Saved entries:
==========

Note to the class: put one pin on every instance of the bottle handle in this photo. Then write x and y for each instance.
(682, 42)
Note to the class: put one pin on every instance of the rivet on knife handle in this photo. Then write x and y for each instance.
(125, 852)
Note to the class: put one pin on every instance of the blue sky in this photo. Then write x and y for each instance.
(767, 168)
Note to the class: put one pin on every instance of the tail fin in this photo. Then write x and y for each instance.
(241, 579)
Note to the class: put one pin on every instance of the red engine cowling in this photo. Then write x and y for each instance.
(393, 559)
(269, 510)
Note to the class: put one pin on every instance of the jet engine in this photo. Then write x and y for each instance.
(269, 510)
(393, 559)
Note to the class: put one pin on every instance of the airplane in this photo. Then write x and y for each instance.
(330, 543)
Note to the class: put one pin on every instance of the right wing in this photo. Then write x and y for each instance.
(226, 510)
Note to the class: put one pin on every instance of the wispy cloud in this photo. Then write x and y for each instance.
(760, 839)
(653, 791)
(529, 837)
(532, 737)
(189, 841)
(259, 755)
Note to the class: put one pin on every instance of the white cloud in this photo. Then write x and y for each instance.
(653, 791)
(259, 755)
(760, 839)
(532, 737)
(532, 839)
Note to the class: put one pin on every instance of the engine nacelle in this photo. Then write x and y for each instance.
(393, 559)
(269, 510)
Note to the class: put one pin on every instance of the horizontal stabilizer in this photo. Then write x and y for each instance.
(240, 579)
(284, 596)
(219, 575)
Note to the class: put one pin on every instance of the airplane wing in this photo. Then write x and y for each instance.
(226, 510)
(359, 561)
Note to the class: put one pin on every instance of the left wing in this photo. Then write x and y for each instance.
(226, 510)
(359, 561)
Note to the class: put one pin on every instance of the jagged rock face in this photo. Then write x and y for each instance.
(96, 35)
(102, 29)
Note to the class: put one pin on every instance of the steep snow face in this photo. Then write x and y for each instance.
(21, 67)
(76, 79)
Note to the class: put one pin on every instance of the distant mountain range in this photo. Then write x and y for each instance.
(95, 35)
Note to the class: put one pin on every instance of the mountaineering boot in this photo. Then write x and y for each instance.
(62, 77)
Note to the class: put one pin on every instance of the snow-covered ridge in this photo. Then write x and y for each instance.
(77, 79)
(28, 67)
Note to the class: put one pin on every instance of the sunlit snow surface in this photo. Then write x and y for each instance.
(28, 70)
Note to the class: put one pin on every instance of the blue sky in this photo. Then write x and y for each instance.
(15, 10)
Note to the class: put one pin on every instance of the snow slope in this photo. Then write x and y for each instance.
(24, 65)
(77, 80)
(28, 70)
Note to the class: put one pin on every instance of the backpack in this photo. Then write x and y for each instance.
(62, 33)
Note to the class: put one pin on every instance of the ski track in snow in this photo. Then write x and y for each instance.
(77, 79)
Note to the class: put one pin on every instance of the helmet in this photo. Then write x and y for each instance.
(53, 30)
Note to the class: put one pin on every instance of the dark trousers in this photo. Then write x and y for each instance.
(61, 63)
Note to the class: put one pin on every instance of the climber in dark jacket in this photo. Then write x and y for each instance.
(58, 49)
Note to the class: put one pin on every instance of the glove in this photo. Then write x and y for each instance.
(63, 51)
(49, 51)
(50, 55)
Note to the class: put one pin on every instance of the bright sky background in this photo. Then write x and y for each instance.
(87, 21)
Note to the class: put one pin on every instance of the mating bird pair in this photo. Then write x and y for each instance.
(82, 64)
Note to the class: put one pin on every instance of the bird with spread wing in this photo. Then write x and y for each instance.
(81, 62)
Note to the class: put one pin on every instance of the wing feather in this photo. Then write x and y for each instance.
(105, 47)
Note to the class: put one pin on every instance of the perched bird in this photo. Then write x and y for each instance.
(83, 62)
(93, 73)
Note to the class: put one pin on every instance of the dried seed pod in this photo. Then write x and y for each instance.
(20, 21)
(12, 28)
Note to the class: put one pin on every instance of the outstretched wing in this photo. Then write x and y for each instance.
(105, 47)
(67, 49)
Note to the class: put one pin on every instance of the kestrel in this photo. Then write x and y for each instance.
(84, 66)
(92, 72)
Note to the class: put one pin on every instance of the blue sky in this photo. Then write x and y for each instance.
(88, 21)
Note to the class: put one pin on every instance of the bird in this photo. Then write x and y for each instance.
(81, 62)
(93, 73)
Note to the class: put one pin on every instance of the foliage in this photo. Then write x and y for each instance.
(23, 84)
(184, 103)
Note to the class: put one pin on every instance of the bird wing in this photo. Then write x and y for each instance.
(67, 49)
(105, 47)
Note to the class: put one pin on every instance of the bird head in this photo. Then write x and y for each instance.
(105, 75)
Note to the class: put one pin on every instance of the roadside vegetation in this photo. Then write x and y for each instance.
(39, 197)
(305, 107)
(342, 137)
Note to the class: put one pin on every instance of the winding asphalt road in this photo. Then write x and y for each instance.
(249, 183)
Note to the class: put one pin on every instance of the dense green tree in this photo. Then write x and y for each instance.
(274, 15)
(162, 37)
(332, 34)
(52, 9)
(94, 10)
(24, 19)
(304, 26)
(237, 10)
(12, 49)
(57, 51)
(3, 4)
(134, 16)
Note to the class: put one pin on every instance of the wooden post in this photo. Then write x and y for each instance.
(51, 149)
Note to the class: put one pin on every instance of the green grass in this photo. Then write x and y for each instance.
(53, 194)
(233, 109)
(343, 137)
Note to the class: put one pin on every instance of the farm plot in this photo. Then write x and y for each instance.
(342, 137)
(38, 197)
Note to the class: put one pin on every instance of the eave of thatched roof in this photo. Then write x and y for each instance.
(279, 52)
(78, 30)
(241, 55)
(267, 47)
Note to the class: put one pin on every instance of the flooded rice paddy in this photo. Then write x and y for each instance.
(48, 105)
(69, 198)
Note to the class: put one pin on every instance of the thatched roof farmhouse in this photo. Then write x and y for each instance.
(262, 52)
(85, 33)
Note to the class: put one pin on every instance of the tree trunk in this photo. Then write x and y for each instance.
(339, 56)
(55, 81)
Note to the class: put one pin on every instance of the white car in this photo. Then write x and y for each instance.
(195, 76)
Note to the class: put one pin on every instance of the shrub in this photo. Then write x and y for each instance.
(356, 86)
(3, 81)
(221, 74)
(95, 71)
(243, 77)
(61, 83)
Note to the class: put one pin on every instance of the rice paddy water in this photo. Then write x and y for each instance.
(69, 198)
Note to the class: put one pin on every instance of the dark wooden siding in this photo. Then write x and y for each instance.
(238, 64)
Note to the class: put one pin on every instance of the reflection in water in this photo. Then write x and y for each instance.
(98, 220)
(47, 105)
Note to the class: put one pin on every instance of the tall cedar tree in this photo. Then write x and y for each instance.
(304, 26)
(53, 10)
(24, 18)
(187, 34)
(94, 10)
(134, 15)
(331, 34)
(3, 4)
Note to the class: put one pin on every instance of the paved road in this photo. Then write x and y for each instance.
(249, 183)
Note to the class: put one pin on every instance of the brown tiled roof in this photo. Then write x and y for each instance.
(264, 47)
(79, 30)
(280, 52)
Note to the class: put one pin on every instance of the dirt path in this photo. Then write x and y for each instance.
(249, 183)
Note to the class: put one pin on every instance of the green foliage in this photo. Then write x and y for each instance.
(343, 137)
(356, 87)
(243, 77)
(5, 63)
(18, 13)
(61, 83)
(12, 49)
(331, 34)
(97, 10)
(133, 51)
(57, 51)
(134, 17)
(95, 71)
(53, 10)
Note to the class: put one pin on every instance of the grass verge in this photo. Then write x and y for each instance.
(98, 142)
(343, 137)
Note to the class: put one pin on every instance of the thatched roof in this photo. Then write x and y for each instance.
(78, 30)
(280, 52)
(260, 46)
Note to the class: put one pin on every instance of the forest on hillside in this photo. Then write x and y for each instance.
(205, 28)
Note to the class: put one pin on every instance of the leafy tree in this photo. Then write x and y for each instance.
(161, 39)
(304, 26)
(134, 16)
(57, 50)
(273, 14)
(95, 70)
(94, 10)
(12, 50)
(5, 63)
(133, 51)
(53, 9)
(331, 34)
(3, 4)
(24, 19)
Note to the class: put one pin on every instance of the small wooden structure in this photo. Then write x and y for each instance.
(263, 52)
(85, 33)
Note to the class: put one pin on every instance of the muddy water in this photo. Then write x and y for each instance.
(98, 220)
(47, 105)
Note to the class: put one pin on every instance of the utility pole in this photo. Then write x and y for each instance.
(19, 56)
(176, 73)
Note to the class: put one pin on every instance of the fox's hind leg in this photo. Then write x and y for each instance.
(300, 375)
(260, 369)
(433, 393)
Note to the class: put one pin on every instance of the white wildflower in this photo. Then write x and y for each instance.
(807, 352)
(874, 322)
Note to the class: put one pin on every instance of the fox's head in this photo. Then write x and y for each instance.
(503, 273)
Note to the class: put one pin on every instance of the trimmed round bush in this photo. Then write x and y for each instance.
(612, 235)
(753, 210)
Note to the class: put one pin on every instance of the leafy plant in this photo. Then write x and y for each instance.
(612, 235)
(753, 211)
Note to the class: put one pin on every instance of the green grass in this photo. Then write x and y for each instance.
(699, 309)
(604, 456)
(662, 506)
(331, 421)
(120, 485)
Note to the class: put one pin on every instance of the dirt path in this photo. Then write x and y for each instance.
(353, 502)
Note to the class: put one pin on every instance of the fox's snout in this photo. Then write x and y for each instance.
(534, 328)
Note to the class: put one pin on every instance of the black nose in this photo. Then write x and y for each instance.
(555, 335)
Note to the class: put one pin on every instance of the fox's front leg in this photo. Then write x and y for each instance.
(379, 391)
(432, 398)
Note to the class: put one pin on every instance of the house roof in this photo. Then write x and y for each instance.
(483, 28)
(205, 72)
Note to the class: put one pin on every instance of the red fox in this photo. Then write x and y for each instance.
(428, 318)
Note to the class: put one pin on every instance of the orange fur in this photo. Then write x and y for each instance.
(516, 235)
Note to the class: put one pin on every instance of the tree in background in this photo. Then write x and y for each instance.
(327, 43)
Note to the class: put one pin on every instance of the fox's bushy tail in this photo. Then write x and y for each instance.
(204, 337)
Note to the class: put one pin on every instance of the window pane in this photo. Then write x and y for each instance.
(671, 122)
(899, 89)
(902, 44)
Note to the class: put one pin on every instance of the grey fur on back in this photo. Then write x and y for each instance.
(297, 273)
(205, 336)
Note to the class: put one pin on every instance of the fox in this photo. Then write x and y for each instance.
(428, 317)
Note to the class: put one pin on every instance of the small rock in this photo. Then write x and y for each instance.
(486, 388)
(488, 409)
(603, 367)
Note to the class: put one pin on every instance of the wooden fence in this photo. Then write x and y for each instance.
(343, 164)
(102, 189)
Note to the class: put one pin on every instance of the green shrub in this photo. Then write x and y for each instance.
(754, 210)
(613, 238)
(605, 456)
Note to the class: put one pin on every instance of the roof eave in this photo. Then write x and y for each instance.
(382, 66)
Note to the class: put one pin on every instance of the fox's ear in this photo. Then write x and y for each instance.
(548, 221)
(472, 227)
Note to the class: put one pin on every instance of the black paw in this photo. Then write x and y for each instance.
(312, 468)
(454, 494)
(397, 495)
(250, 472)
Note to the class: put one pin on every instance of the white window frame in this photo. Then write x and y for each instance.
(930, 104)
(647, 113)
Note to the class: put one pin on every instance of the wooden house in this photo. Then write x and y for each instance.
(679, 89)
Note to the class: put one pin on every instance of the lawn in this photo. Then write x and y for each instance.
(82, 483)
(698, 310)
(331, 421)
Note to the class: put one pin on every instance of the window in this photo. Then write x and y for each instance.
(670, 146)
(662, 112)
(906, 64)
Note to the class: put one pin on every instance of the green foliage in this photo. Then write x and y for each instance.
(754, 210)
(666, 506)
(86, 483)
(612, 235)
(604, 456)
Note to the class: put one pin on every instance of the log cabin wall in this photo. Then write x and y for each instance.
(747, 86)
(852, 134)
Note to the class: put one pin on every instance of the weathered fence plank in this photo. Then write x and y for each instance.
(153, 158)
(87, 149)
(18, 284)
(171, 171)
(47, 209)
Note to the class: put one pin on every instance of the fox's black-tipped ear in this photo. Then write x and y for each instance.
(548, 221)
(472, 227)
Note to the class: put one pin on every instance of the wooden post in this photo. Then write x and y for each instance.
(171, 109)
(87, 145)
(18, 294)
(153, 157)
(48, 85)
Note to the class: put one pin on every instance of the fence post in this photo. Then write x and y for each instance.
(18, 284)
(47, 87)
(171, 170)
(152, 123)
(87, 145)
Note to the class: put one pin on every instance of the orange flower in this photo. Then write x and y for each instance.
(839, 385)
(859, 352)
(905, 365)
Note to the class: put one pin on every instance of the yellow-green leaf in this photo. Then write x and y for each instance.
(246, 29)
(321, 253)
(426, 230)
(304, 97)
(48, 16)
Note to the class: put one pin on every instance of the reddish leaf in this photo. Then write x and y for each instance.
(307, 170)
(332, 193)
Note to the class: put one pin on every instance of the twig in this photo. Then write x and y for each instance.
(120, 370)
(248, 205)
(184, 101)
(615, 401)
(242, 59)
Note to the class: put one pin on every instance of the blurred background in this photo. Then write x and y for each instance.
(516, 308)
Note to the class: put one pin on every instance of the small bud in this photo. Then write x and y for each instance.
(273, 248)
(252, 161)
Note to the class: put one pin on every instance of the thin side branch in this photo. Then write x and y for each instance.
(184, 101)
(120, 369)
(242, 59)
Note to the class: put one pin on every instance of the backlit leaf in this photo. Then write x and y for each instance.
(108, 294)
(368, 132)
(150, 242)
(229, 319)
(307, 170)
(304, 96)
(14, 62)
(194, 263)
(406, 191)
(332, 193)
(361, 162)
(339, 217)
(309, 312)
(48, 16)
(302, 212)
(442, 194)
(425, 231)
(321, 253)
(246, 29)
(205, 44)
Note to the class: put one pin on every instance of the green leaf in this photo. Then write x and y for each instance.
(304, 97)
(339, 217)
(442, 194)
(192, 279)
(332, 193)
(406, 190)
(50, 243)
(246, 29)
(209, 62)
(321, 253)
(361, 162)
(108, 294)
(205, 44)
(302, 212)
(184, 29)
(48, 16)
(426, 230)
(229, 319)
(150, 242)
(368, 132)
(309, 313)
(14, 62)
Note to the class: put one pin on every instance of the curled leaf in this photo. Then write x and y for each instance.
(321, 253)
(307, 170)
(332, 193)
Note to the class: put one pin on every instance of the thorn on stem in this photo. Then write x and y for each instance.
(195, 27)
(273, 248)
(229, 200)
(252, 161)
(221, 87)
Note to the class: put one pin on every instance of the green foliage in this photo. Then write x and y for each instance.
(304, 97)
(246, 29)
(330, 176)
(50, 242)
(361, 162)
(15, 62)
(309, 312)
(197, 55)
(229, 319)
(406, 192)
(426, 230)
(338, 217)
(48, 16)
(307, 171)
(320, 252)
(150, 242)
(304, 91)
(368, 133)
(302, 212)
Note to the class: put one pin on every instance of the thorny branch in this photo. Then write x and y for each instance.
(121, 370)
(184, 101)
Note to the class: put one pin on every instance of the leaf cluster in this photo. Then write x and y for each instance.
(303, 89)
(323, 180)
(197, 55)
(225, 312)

==========

EXERCISE DETAILS ▸
With the line containing "of the thorny" as the first and the last line above as the final one, copy those lines exactly and no others.

WRITTEN RESPONSE ▸
Note to the class: put one pin on every instance of the thorny branch in this photo. Then write x and y for each instance.
(121, 370)
(184, 101)
Note to the class: put one pin on every instance of the leaf cluster in this photo. Then write x and y for each instance.
(303, 89)
(323, 180)
(197, 55)
(225, 312)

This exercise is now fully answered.